## What you should do
In the listing that follows, change every "detector" to "model" in the lines between the one holding "Given the image above, the detector locates the cap" and the one holding "470;549;493;569", inclusive. Return only those lines, with nothing else altered.
=-=-=-=-=
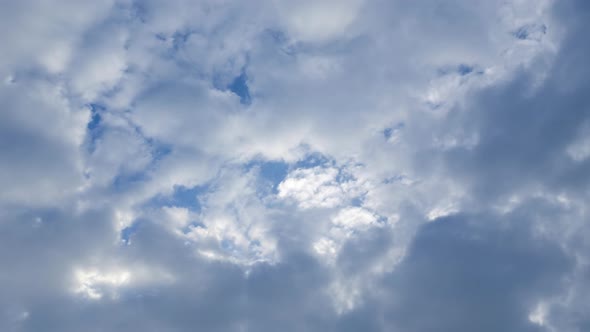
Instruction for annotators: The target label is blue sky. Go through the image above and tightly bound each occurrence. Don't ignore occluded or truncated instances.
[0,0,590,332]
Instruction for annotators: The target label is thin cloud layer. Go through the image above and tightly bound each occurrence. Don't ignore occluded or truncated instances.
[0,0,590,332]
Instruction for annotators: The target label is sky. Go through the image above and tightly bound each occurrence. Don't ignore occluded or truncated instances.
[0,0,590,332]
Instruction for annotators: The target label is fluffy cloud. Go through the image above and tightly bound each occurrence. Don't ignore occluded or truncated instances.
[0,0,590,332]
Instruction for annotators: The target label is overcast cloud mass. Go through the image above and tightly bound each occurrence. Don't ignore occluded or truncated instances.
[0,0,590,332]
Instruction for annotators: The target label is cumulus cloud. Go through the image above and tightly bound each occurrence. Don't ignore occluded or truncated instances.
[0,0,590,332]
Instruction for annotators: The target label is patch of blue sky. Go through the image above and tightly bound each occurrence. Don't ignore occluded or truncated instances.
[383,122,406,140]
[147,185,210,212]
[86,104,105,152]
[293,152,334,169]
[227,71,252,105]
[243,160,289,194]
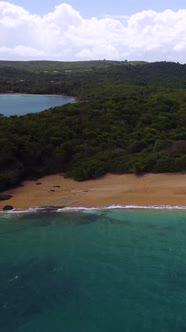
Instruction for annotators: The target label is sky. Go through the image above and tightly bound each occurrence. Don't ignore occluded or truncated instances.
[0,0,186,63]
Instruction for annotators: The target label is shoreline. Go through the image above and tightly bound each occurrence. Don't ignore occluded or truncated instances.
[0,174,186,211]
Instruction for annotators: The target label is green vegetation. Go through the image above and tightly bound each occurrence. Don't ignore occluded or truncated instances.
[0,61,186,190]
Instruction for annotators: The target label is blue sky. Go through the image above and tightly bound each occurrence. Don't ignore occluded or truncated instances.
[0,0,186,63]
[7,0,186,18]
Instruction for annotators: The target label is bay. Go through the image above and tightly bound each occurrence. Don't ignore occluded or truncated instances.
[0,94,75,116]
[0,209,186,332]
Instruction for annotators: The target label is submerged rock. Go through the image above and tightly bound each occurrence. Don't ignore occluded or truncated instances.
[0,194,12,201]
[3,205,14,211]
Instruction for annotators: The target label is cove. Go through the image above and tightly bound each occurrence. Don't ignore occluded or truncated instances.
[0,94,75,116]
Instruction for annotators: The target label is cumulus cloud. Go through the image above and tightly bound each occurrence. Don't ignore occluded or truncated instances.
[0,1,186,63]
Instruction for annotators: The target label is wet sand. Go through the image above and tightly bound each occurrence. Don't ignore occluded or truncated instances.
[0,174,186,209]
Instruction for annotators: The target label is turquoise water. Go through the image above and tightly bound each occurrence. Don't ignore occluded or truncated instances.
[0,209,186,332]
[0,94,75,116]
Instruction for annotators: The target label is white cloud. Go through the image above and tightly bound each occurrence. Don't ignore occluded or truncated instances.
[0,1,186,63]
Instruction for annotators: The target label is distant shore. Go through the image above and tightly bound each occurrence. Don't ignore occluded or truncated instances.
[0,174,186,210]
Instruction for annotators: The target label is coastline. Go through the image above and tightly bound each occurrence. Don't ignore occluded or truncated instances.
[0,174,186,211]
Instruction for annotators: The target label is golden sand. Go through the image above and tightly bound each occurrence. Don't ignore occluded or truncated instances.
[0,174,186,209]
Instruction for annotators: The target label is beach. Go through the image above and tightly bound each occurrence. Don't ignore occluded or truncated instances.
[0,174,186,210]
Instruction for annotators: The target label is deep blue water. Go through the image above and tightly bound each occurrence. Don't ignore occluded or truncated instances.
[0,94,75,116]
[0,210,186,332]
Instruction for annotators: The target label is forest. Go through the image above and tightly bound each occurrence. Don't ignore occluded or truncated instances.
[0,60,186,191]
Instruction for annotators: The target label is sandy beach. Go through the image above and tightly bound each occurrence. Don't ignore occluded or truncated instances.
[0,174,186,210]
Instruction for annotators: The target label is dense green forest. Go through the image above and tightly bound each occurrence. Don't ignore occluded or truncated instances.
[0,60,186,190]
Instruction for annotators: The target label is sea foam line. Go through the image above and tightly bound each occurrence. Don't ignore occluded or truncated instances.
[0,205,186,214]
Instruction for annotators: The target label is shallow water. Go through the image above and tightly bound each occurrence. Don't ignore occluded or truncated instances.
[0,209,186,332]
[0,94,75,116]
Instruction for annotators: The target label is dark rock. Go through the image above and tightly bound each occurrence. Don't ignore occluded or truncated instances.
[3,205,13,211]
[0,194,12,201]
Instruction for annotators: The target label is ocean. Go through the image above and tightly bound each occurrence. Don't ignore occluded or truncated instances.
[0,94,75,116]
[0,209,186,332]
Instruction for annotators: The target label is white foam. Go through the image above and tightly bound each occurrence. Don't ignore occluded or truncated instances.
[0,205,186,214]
=-=-=-=-=
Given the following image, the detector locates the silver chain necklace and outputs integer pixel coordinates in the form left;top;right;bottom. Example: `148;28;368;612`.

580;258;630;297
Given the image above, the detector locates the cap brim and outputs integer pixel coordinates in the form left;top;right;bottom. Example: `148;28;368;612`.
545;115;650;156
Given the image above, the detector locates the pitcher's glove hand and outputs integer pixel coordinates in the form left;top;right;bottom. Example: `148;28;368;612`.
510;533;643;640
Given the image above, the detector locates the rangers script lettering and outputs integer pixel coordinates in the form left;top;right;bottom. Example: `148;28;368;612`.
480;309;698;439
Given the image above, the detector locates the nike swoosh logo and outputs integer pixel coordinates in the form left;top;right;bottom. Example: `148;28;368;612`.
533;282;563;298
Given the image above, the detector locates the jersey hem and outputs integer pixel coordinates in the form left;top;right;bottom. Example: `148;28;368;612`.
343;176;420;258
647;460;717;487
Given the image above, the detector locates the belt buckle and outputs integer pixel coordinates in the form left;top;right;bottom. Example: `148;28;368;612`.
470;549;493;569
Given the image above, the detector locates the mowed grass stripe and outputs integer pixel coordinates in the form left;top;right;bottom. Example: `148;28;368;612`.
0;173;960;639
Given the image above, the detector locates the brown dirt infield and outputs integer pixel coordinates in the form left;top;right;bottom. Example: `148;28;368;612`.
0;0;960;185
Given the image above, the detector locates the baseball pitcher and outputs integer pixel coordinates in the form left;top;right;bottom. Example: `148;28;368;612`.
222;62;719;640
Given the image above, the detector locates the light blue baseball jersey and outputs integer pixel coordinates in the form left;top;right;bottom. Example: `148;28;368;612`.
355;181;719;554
=-=-=-=-=
## Exercise answer
Given the image above, the model locates the cap brim and outputs integer pixel coordinates in the form left;top;right;bottom. Example: `148;28;368;612`.
545;115;650;156
Given the image above, the model locates the pitcher's glove hand and outputs integer pixel coordinates in the form left;top;right;bottom. Example: `148;28;368;612`.
510;533;643;640
Given the image above, the model locates the rangers script lettering and outputs integer pixel coordinates in the form left;top;right;bottom. Example: `148;28;368;612`.
480;309;698;439
Given the image above, the model locates the nike swoosh logo and outputs integer pixel coordinates in the form left;top;right;bottom. Example: `148;28;368;612`.
533;282;563;298
Given the image above, the model locates the jersey hem and outputs integer pixel coordinates in the form left;top;right;bottom. Example: `148;28;368;612`.
343;176;420;258
647;460;717;487
Given the image above, the model locates the belt buckle and outputs integer pixel coordinates in the form left;top;right;bottom. Example: `148;28;368;612`.
470;549;493;569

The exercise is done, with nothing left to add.